(Records from a collection)
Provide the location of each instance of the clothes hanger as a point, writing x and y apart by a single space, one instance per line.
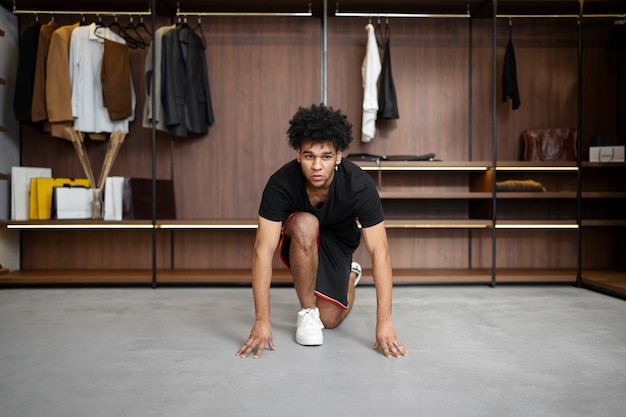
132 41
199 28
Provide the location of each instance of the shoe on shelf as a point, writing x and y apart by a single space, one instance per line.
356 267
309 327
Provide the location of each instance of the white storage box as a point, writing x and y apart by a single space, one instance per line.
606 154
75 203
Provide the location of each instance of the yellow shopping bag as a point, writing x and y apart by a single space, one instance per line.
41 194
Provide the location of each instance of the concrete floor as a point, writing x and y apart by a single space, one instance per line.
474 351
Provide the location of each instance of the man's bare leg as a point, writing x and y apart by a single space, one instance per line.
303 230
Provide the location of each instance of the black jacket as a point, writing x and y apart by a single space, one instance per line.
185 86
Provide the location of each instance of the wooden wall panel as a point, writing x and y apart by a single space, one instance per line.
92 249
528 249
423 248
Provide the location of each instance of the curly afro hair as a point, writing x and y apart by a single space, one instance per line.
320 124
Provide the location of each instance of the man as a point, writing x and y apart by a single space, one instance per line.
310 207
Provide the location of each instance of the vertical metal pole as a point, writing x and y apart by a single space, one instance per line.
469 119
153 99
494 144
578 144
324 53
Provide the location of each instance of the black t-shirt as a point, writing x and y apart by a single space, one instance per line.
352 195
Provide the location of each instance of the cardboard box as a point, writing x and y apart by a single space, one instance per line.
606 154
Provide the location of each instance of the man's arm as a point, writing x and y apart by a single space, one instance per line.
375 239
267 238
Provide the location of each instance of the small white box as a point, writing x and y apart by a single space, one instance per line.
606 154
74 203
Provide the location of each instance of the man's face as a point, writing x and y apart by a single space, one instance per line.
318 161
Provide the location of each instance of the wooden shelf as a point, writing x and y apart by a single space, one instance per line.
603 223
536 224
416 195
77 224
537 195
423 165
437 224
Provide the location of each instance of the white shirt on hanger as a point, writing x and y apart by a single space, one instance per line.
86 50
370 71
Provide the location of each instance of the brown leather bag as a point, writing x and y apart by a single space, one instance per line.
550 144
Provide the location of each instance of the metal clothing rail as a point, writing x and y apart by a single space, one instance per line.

==

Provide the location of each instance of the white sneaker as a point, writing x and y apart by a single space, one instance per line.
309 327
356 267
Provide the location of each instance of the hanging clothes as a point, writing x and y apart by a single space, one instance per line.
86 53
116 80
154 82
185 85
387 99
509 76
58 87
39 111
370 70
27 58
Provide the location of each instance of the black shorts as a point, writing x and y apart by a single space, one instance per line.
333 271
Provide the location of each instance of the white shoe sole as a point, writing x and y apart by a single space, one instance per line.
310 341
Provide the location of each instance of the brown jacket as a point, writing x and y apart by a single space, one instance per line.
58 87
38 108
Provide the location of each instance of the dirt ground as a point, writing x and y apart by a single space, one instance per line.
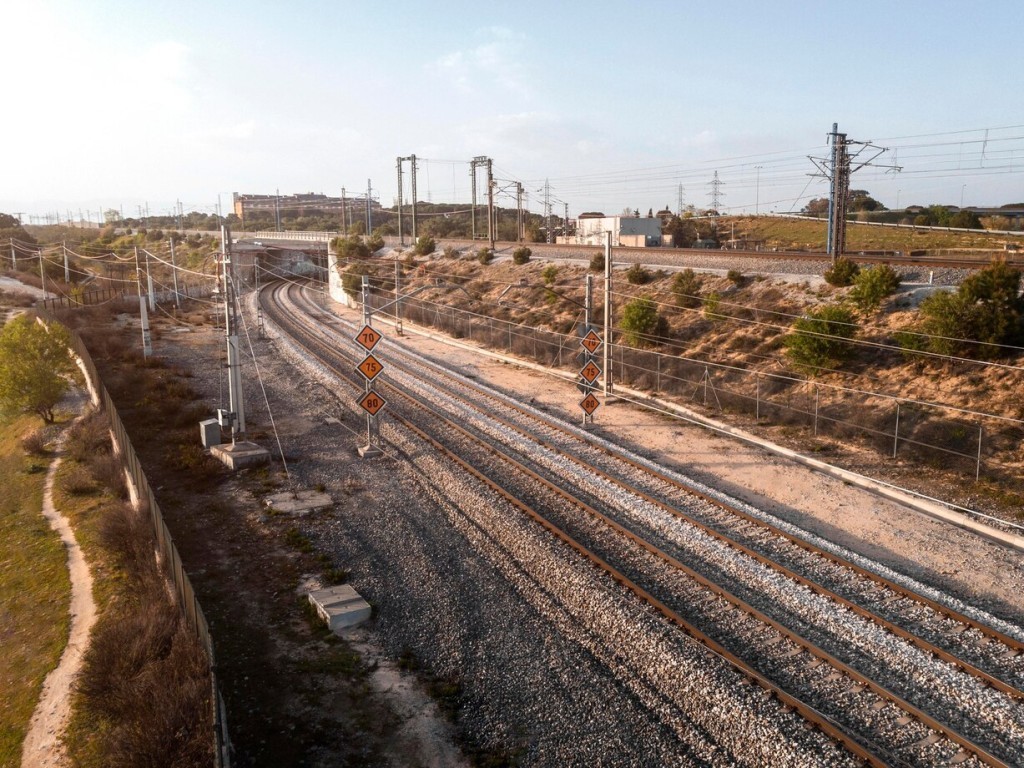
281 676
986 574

* Work item
Your answer should be the exact lines above from the one with "Provide the location of each instance of the vertical" through the one with "Provide the location of each instance of the metal", both included, and nothing besides.

* Response to this task
Provide the location of each instance of the vertical metal pole as a point, writing x and y apart by a single space, one instance per line.
469 119
153 99
494 144
578 144
324 53
Provide the location of each instance of the black t-shirt as a point, writing x and y apart by a single space, one instance per line.
352 195
Provide the location of each instance of the cardboard box as a point, writing x and y apart by a single space, one instance per line.
606 154
Provide the location of each instance of the man's arm as a point, writing x and y apart by a single space, one instance per line.
375 239
267 238
Provide the location of each instance of the small white box as a point, writing x and y apart by a single space, one instance per line.
606 154
74 203
Provide the location of each instance of the man's face as a point, writing x and y apart by a single space, one instance per line.
318 161
Provide the location of each instance of the wooden shelf as a point, writing x and y apart by a single space, one instance per line.
603 223
536 224
416 195
77 224
537 195
423 165
437 224
Provide the location of each instance of the white shirt on hanger as a point, writing x and y apart by a single space, one instance per line.
86 50
370 71
Provide the location of each instance of the brown leather bag as a point, writing x and y apart by a single space, one instance per line.
550 144
Provide the location of each instance of the metal clothing rail as a point, writing x and y apart by a single space, one instance per line.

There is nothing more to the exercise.